THE TASK:
Your answer should hold exactly the lines from the line containing "Expected: a single pin indicated on each instance of the bird" through the end of the entries that follow.

──────────────────────────────

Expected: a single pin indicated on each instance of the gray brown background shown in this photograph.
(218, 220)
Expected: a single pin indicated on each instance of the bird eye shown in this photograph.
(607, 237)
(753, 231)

──────────────────────────────

EXERCISE RESPONSE:
Expected: a single pin indicated on each instance of the bird eye shown in this photograph.
(607, 237)
(753, 231)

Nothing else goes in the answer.